__INSTRUCTIONS FOR THE TASK__: Go through the following data and transcribe exactly the stretch of lines from the one holding "detect the pedestrian" to the one holding "detect the motorcycle", both included.

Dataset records
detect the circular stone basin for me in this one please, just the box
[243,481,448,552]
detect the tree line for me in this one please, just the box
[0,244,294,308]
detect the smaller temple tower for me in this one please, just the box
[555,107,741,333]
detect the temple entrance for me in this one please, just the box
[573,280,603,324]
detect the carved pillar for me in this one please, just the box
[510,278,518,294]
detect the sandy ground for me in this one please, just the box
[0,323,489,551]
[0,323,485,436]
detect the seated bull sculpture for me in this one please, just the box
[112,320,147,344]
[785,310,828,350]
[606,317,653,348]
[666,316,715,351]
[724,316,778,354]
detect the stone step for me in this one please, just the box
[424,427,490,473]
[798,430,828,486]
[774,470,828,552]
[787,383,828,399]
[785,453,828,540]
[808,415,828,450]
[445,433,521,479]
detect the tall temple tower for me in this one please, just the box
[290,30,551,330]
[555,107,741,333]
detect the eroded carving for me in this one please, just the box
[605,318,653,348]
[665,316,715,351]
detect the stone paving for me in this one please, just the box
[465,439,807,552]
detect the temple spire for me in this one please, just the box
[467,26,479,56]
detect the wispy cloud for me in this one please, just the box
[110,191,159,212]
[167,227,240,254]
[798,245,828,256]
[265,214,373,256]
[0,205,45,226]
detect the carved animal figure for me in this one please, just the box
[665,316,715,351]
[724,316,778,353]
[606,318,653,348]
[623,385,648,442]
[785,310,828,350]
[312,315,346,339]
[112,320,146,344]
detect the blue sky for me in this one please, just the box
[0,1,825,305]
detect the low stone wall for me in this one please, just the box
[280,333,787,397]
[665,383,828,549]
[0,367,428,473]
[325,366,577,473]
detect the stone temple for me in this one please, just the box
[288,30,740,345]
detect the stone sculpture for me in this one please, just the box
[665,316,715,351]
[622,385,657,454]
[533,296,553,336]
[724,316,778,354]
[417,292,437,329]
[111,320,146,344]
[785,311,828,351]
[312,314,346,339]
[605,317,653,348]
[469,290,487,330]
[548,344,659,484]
---
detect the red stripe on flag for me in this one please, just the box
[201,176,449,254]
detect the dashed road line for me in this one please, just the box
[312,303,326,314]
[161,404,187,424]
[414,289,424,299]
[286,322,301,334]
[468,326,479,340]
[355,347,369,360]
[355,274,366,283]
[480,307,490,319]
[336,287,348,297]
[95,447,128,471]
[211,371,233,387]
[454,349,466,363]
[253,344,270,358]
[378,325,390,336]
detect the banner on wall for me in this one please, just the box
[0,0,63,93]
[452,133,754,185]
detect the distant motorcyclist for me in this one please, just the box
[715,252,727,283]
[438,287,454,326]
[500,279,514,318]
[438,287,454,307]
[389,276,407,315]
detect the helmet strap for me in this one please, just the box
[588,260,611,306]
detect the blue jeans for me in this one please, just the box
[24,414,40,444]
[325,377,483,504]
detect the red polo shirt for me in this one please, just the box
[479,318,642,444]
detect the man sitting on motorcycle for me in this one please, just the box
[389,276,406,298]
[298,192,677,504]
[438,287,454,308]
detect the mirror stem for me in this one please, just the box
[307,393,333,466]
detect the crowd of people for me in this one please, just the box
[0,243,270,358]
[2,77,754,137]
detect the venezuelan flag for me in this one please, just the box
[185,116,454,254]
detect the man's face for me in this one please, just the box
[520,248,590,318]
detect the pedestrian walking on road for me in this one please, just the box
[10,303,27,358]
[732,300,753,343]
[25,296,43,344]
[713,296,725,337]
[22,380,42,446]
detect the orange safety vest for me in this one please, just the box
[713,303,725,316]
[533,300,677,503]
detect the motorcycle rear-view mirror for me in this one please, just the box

__RESPONSE BELOW__:
detect the pedestrian walking on road for me in this one please, just the box
[10,303,27,358]
[732,300,753,343]
[25,296,43,344]
[713,296,725,337]
[22,380,42,446]
detect the orange safety vest for me in this one please, just the box
[713,303,725,316]
[533,300,677,503]
detect the motorcycle rear-view mirror for me in this one please, just the box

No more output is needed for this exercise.